◆ TEXT TO READ ◆

----------------

Buried Alive is a hardcore punk/metalcore band from Buffalo, New York that existed in the late 1990s and was signed to Victory Records. The band featured the now current singer of Terror, Scott Vogel, who had previously sang in Slugfest and Despair, and played drums in Cinderblock and Fadeaway.

Buried Alive were at the forefront of the late 1990s hardcore scene and despite their short-lived career, are credited with influencing many of today's more popular hardcore acts. BA's genre defying power was best seen by the diversity of bands they toured with, including Snapcase, Vision of Disorder, 7 Seconds, Kid Dynamite, Hot Water Music, Elliott, Skarhead, Converge, Candiria, All Out War, and Reach the Sky. Lead singer Scott Vogel disbanded the outfit to form Los Angeles hardcore band Terror. Primary songwriters Matt Roberts and Joe Orlando still perform together in the Buffalo-based band MOTHER RED. Buried Alive was asked to contribute an unreleased and exclusive song for Redstar Records to use on their Various Artists compilation, The Sound and the Fury, following a show they played headlining for Every Time I Die and Kid Gorgeous in 1999, but it did not happen. The unreleased song was later released on their Watchmen Session '98 demo EP.

----------------

◆ EXERCISE INPUT ◆
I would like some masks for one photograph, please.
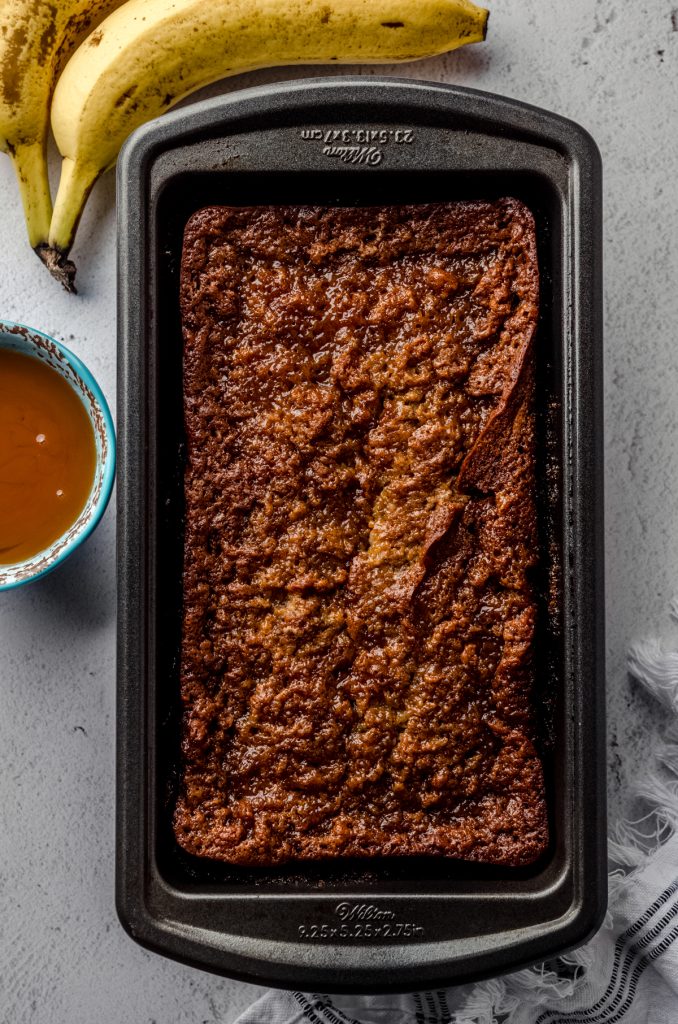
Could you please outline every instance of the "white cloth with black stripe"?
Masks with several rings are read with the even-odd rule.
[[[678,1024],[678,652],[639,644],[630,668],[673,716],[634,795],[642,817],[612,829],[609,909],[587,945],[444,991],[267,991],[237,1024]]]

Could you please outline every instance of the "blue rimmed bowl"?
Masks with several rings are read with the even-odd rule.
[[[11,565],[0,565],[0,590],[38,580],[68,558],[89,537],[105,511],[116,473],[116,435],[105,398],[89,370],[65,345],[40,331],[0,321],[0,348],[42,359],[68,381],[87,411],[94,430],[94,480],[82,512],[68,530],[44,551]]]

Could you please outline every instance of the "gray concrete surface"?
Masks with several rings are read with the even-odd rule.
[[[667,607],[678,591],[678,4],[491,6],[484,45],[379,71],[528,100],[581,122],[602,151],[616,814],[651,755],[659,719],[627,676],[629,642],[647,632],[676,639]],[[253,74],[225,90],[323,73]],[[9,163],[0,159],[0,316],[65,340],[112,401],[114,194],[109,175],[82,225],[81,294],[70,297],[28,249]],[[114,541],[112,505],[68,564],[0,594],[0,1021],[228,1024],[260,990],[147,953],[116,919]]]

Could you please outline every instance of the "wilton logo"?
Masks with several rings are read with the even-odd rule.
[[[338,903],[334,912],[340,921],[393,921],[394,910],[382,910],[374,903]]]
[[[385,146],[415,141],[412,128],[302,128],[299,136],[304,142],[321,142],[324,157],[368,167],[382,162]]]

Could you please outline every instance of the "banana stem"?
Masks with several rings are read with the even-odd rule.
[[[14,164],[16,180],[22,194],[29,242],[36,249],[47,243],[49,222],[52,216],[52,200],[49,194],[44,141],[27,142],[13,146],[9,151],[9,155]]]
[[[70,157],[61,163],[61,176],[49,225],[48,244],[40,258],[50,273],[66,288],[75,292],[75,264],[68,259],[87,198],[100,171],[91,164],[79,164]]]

----------------

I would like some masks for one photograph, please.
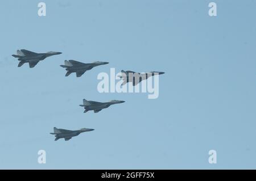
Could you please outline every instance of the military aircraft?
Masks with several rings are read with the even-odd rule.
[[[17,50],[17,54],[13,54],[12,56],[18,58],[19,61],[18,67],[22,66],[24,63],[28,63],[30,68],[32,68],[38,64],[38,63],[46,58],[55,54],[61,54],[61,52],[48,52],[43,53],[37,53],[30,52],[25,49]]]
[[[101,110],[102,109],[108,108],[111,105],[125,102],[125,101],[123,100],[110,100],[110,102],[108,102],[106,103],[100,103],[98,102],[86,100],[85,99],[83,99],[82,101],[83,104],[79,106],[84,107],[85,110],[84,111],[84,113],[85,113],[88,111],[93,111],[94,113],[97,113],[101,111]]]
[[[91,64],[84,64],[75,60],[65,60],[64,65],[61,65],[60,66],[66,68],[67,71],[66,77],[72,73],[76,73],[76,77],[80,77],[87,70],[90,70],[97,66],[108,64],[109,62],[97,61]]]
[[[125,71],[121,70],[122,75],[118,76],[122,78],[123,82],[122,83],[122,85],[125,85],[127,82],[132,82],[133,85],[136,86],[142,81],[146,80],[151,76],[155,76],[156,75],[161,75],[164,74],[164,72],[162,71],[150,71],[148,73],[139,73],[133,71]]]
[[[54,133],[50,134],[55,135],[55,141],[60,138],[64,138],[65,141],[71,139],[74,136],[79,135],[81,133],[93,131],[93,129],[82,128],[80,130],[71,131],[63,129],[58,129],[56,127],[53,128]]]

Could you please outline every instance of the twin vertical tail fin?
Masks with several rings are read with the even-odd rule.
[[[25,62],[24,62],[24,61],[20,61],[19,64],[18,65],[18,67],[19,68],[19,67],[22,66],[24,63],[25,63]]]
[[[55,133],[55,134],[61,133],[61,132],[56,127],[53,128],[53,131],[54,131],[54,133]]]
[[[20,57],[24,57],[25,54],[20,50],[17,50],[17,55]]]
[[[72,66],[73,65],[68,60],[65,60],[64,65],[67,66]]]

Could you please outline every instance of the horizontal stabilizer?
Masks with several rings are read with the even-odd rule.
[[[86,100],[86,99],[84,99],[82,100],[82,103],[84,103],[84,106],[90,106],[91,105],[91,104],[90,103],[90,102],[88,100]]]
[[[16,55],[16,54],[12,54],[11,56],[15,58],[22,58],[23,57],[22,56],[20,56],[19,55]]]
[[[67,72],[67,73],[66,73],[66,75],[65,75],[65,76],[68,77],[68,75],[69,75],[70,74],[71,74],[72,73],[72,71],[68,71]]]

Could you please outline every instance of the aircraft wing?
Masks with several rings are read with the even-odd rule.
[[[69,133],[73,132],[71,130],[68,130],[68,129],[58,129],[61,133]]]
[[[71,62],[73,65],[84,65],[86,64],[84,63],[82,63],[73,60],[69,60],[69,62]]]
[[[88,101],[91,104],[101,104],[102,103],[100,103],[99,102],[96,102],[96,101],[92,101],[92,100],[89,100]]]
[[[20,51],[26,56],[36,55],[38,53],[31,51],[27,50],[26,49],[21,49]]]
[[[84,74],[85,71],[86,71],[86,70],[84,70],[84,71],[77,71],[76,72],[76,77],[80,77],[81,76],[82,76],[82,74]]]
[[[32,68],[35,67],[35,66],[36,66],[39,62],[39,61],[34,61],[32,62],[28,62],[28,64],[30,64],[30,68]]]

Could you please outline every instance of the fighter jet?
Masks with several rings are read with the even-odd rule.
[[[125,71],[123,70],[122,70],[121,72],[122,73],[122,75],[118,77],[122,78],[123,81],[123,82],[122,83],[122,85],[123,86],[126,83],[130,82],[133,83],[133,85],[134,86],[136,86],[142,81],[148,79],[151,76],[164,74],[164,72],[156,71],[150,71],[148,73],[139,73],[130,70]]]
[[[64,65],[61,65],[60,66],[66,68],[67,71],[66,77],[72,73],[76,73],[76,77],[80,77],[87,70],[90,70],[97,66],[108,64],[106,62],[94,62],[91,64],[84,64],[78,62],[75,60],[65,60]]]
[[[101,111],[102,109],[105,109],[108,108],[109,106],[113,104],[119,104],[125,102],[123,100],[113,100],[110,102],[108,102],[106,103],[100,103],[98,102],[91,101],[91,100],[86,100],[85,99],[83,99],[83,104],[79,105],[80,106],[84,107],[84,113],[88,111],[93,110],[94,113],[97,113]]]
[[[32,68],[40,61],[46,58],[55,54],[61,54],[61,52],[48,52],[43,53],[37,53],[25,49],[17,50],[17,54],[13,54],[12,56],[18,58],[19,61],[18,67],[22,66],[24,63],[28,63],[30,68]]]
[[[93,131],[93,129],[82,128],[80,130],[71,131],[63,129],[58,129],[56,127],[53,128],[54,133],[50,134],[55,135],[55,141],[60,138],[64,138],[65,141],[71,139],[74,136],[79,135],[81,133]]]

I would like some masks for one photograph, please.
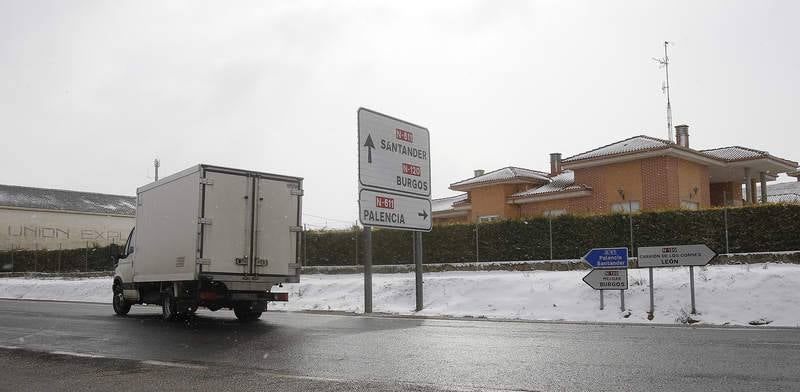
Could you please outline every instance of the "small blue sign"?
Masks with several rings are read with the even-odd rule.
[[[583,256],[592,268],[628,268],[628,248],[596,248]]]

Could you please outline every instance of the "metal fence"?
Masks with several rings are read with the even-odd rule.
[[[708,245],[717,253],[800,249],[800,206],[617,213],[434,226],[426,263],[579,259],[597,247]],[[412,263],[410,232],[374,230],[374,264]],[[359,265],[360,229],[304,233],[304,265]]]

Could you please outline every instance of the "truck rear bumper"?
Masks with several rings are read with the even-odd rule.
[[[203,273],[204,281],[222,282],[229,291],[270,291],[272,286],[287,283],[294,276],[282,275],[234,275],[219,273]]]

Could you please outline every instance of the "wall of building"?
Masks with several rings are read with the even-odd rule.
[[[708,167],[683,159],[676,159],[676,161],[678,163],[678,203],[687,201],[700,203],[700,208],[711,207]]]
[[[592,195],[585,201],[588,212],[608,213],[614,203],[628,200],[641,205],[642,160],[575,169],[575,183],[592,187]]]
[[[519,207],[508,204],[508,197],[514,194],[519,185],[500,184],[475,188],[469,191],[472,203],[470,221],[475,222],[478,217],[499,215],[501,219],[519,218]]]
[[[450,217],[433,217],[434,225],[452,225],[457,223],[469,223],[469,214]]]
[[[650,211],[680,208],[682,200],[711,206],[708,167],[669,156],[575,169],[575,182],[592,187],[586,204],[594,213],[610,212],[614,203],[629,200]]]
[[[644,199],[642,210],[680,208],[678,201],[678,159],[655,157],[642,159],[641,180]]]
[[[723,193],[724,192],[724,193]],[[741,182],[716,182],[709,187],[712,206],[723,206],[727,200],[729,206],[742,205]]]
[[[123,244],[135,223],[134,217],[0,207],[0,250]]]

----------------

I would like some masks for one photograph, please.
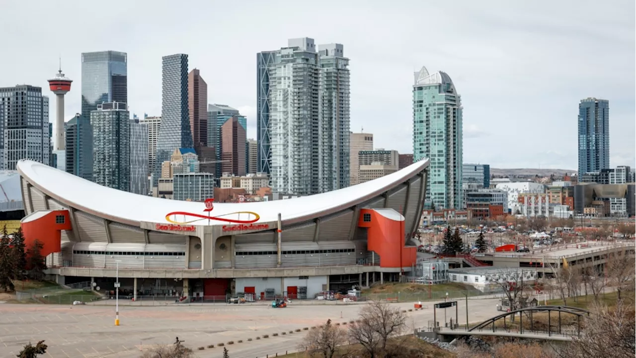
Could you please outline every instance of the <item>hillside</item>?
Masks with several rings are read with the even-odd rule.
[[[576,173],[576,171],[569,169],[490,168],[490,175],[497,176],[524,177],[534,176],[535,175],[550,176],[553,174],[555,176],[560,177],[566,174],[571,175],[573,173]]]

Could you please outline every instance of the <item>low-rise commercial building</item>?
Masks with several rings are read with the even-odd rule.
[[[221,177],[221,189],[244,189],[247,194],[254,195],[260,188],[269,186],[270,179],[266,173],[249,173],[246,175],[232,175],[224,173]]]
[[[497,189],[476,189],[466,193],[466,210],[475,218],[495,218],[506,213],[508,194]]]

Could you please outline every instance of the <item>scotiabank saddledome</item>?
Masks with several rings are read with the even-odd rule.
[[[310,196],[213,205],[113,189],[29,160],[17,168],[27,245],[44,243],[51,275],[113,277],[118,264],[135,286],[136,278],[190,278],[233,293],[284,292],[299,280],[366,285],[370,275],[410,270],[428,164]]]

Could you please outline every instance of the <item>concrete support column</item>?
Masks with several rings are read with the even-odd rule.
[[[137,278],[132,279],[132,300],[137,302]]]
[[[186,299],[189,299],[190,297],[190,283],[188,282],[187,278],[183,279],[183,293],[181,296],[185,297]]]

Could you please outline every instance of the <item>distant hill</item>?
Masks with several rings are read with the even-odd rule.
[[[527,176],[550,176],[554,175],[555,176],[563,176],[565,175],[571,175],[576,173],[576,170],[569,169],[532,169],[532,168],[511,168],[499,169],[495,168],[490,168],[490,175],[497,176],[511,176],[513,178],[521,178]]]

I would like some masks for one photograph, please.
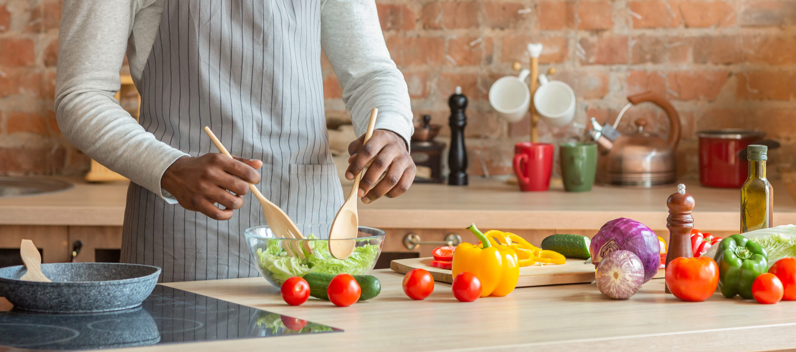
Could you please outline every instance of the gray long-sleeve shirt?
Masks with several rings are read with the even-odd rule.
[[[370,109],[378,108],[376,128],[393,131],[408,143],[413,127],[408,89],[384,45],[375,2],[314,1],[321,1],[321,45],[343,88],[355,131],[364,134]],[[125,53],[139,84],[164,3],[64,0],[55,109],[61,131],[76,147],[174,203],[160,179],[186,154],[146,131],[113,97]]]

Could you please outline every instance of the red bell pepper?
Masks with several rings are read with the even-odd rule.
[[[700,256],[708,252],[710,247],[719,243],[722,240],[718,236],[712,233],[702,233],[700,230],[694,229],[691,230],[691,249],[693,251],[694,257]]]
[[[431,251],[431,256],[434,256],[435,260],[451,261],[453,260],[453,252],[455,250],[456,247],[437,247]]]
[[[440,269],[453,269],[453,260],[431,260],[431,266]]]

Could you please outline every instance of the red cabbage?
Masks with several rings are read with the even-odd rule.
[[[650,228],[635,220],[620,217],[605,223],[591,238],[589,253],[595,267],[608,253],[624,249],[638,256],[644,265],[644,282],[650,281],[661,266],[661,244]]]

----------------

◆ WHAT TO DO ◆
1. Rewrite the paragraph of the Buried Alive text that begins "Buried Alive is a hardcore punk/metalcore band" in a shorter form, keeping its main facts.
2. Filter the rows above down to the lines that contain the word "aircraft". Case counts.

◆ RESULTS OF THE TASKS ◆
1. Buried Alive was a late-1990s hardcore punk/metalcore band from Buffalo, New York, signed to Victory Records. Its lineup included Scott Vogel, who now sings for Terror. Before Buried Alive, he sang in Slugfest and Despair and drummed in Cinderblock and Fadeaway.

2.
Could you please outline every instance of the military aircraft?
Could you please outline every instance of the aircraft wing?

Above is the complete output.